** Start of Given records **
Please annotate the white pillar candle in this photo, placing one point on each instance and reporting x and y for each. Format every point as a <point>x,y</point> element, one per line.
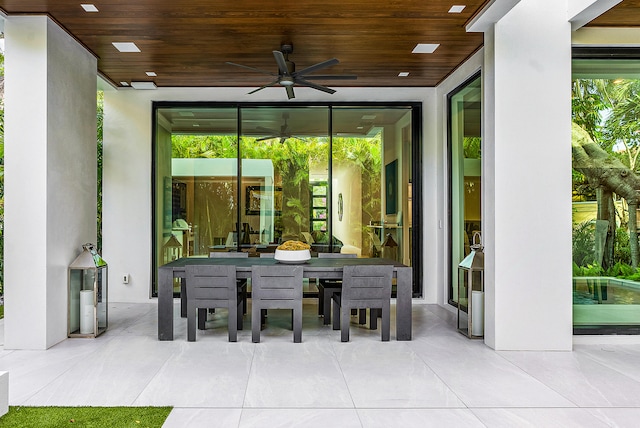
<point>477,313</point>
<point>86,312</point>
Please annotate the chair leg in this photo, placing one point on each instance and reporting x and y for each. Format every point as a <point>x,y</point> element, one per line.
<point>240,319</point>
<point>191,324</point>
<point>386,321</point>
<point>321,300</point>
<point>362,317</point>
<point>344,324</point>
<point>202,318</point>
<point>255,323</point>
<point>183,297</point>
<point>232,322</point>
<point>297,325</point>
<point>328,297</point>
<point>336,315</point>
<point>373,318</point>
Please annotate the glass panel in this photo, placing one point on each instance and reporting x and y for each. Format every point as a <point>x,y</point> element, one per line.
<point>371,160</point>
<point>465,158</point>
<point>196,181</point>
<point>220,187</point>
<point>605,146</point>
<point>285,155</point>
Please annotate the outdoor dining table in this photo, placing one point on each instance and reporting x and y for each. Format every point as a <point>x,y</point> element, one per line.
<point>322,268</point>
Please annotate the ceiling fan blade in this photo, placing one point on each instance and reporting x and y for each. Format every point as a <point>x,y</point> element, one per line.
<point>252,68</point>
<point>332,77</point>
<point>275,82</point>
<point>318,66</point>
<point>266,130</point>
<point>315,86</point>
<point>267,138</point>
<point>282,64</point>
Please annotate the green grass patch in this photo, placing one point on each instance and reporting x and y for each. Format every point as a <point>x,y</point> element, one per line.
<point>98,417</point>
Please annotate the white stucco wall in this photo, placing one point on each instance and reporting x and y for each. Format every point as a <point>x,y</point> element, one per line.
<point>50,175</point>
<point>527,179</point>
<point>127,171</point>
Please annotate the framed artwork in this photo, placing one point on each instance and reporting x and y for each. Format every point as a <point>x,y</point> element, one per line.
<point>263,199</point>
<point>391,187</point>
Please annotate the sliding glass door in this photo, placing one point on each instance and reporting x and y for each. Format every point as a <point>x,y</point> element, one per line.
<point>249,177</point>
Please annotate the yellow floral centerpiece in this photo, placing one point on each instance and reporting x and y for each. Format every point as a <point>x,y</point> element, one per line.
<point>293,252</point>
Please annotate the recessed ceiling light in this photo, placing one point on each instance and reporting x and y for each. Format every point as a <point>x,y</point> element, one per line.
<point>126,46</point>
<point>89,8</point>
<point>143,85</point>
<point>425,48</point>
** End of Given records **
** Start of Given records **
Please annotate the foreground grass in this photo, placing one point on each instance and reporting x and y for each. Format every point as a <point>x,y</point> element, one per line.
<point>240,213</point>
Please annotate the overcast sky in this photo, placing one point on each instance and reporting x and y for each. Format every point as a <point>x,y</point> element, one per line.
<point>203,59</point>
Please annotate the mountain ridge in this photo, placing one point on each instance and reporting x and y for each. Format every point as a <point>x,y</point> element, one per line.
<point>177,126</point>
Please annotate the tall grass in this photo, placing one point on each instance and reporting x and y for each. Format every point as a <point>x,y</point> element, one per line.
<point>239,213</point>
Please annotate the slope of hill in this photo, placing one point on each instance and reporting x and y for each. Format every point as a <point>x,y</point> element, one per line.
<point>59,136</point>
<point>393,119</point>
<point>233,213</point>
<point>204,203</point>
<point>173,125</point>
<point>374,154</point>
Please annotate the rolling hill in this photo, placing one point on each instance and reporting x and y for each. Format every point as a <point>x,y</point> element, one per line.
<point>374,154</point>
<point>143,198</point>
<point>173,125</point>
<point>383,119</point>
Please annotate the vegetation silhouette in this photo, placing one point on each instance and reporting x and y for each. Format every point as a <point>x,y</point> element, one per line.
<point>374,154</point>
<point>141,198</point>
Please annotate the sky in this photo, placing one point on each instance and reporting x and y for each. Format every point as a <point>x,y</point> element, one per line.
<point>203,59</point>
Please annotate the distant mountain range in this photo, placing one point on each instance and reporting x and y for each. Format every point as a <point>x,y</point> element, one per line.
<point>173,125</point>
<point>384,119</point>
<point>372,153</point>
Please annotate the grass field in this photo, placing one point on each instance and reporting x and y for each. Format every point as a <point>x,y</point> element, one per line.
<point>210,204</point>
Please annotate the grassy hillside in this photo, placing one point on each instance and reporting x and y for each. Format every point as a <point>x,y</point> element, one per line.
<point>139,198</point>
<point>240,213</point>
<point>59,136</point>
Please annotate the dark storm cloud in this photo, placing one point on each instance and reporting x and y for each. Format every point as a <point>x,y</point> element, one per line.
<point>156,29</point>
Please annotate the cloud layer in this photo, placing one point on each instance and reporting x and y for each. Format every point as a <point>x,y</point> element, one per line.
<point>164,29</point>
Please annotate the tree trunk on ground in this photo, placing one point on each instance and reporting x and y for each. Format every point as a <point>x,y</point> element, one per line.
** End of Given records **
What you have to do: Copy the lines of the listing from the line with "Please annotate the white stucco" up to and including the line with "<point>249,177</point>", swapping "framed artwork" for "framed painting" and changing nothing else.

Final result:
Please annotate the white stucco wall in this photo, placing one point on each instance and reporting x and y for each. Format every point as a <point>x,y</point> element, one per line.
<point>50,175</point>
<point>527,179</point>
<point>127,171</point>
Please annotate the framed painting in this photo, placing one point on each instance and reporting x and y for each. Format every point as a <point>x,y</point> element, one per line.
<point>263,199</point>
<point>391,187</point>
Please annotate the sliding glass door in this photo, placing one point on each instance and reporting x and y for each. Format every point as a <point>x,y</point> element, one per line.
<point>249,177</point>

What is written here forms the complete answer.